## GIVEN RECORDS
****************************************

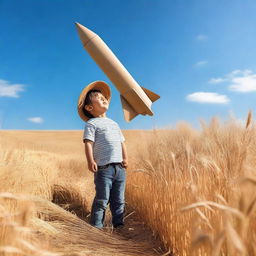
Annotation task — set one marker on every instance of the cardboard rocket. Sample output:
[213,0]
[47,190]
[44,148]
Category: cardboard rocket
[135,99]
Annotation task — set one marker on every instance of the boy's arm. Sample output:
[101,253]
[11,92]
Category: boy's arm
[125,155]
[92,165]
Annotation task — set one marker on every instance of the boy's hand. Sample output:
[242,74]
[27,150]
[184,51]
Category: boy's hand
[92,166]
[125,163]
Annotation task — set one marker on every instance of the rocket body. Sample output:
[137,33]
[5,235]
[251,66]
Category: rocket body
[135,99]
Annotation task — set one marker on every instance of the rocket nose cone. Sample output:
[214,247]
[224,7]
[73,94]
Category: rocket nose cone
[85,34]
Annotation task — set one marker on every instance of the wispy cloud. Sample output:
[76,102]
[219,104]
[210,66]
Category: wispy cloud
[216,80]
[208,97]
[201,37]
[239,80]
[201,63]
[10,90]
[37,120]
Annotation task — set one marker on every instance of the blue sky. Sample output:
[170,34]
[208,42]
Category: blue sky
[198,55]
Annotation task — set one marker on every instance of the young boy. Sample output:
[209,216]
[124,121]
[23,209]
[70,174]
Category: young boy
[105,152]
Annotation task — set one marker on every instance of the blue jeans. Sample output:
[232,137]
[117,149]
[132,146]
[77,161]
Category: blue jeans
[110,187]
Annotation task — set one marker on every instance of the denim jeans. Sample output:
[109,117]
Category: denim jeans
[110,187]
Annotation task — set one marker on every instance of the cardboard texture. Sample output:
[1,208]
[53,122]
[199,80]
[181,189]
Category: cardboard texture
[135,99]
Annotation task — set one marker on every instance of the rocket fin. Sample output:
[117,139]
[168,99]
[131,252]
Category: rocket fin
[153,96]
[129,112]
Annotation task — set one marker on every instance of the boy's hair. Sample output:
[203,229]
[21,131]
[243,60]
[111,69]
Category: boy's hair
[88,101]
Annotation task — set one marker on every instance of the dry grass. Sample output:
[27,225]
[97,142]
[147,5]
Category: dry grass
[195,189]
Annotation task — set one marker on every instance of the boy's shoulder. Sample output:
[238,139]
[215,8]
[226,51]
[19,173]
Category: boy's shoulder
[99,121]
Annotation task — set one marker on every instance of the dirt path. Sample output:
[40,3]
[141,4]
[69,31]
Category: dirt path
[135,231]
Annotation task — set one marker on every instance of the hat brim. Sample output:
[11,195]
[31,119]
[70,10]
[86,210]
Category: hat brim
[97,85]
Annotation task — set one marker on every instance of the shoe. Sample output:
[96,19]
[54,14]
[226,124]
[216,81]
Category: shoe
[118,226]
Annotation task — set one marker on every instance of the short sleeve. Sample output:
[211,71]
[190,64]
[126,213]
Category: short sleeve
[122,136]
[89,132]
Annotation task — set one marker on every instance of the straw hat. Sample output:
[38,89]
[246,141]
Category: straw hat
[97,85]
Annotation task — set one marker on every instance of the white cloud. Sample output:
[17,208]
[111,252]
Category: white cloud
[201,37]
[239,80]
[37,120]
[201,63]
[208,97]
[217,80]
[10,90]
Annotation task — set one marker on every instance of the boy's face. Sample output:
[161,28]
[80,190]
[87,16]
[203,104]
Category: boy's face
[99,104]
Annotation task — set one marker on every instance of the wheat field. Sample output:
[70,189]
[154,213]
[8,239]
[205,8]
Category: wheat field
[193,189]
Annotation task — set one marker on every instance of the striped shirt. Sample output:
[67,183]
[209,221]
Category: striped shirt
[107,138]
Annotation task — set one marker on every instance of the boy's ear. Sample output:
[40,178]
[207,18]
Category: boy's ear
[88,107]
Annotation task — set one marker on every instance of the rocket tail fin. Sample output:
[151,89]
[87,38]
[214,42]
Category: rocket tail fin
[129,112]
[152,96]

****************************************

## EXERCISE REQUIREMENTS
Repeat exactly the lines above, starting with the line that contains "of the short" and ending with the last line, both included, and nothing else.

## FINISHED EXERCISE
Annotation task — set one marker on every instance of the short sleeve. Sample output:
[211,71]
[190,64]
[126,213]
Category: short sleeve
[122,136]
[89,132]
Annotation task — set one marker on every instance of the straw hat. Sample output:
[38,89]
[246,141]
Category: straw hat
[97,85]
Annotation task — set one marker on every instance of the white cloud. Sample output:
[17,208]
[111,252]
Category: white cloud
[201,37]
[239,80]
[37,120]
[201,63]
[208,97]
[217,80]
[10,90]
Annotation task — set one marker on every instance of the boy's face. Sample output:
[161,28]
[80,190]
[87,16]
[203,104]
Category: boy's face
[99,104]
Annotation task — set one marker on every instance of the wheat field. Sample output:
[70,189]
[154,213]
[8,239]
[205,8]
Category: wheat field
[193,189]
Annotation task — set one marker on every instance of the striped shirt. Sample output:
[67,183]
[209,221]
Category: striped shirt
[107,138]
Annotation task — set one marker on every instance of the boy's ear. Sample output:
[40,178]
[207,18]
Category: boy's ear
[88,107]
Annotation task — set one marker on every instance of the rocket tail fin. Sample output:
[151,89]
[87,38]
[214,42]
Category: rocket tail fin
[129,112]
[152,96]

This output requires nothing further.